**TEXT FOR ANALYSIS**
# College Degrees



## steven (Dec 11, 2011)

Amidst the studying for finals I had to take a break and came here. I was just curious of what everyone on the Forums majored in in school. Or whether you just got a job and stuck to it?

For me, I went to college right after highschool, and currently a senior majoring in Biology with a concentration in Immunology/Pathology. 

Your turn.


----------



## cherylim (Dec 11, 2011)

I did a BSc degree in TV Production here in the UK, and specialised in research.

I then went on to begin a career in research, but due to the company I work for being unstable I then ended up being called upon for other roles including SEO and copywriting. I'm now a full-time copywriter, as well as running my own content and copywriting business. Technically, I got to the position I'm in today because of my degree, but the work I do now isn't linked to what I studied at all.


----------



## dmarcus (Dec 11, 2011)

I went into the Military after high school after that I did get my BA in Criminal Justice...


----------



## jackrat (Dec 11, 2011)

I majored in occupational therapy and operate cranes for a living.


----------



## ALDABRAMAN (Dec 11, 2011)

USF, two BA degrees.


----------



## dmmj (Dec 11, 2011)

I am a amateur gynecologist.


----------



## Maggie Cummings (Dec 11, 2011)

dmmj said:


> I am a amateur gynecologist.



lol!

**PROBLEMS TO SOLVE**
• a. In the forum thread about college degrees, what degree did cherylim earn?
• b. Continue the forum thread about college degrees from where it stops.

**DATASET RECORDS**
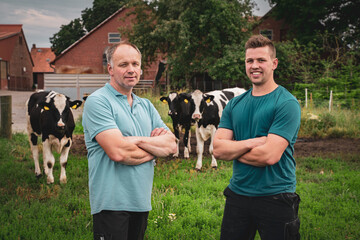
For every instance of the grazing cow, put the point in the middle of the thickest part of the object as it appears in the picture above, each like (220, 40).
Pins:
(181, 119)
(49, 114)
(206, 111)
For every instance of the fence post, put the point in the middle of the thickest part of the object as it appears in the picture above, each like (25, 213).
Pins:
(78, 87)
(5, 116)
(330, 101)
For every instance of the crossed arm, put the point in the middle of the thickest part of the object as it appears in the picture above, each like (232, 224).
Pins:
(136, 150)
(258, 152)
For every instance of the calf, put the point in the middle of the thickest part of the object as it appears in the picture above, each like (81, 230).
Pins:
(181, 119)
(48, 114)
(206, 110)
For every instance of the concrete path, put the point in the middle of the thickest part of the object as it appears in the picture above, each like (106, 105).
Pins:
(18, 101)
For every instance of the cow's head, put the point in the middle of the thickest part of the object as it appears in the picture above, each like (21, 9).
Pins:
(56, 107)
(186, 105)
(200, 101)
(173, 101)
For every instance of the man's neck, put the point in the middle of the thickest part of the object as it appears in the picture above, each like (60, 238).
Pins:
(261, 90)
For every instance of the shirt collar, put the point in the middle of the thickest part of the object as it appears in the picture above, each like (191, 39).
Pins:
(116, 93)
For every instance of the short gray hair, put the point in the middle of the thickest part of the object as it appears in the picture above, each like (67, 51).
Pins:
(112, 49)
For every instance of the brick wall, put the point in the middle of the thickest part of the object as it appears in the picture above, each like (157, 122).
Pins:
(20, 70)
(87, 55)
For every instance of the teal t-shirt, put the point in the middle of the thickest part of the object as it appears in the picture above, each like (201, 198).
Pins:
(248, 117)
(112, 185)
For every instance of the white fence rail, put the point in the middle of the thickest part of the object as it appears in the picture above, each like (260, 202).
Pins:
(76, 86)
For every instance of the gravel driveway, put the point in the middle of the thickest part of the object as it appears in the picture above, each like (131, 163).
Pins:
(18, 101)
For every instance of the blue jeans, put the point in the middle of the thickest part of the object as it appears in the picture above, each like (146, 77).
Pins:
(275, 217)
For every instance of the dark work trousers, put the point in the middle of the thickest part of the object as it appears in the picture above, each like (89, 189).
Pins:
(274, 217)
(120, 225)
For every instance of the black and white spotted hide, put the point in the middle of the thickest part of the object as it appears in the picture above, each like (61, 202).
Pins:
(181, 120)
(49, 116)
(206, 110)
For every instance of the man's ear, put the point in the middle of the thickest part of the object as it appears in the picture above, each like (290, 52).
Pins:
(110, 70)
(275, 63)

**EXERCISE ANSWERS**
• a. A BSc in TV Production in the UK, with a specialization in research.

• b.
----------



## steven (Dec 11, 2011)

dmmj said:


> I am a amateur gynecologist.


hahahahaha! thats awesome



jackrat said:


> I majored in occupational therapy and operate cranes for a living.


wow, thats a little different than what I'd expect. lol


----------



## Jacqui (Dec 11, 2011)

After I graduated high school, I was too busy training and showing dogs to follow my dream... which was going to Vet school. I did go to community college around having my children and studied psychology and bookkeeping (good combo huh?  ). Right now I would love for somebody to hand me a scholarship for books and tuition. I'd love to go back for botany and some animal classes too.


----------



## Yvonne G (Dec 11, 2011)

I got married. (After the kids were all in school I started at the local (at that time it was nationwide) phone company as a drafter. After 30 years, retired as a communications engineer)


----------



## CtTortoiseMom (Dec 11, 2011)

emysemys said:


> I got married.



Haha, me too! I am so glad he went to college, if I was not raising, kid's, tort's and dog's I don't what I would do!!


----------



## exoticsdr (Dec 11, 2011)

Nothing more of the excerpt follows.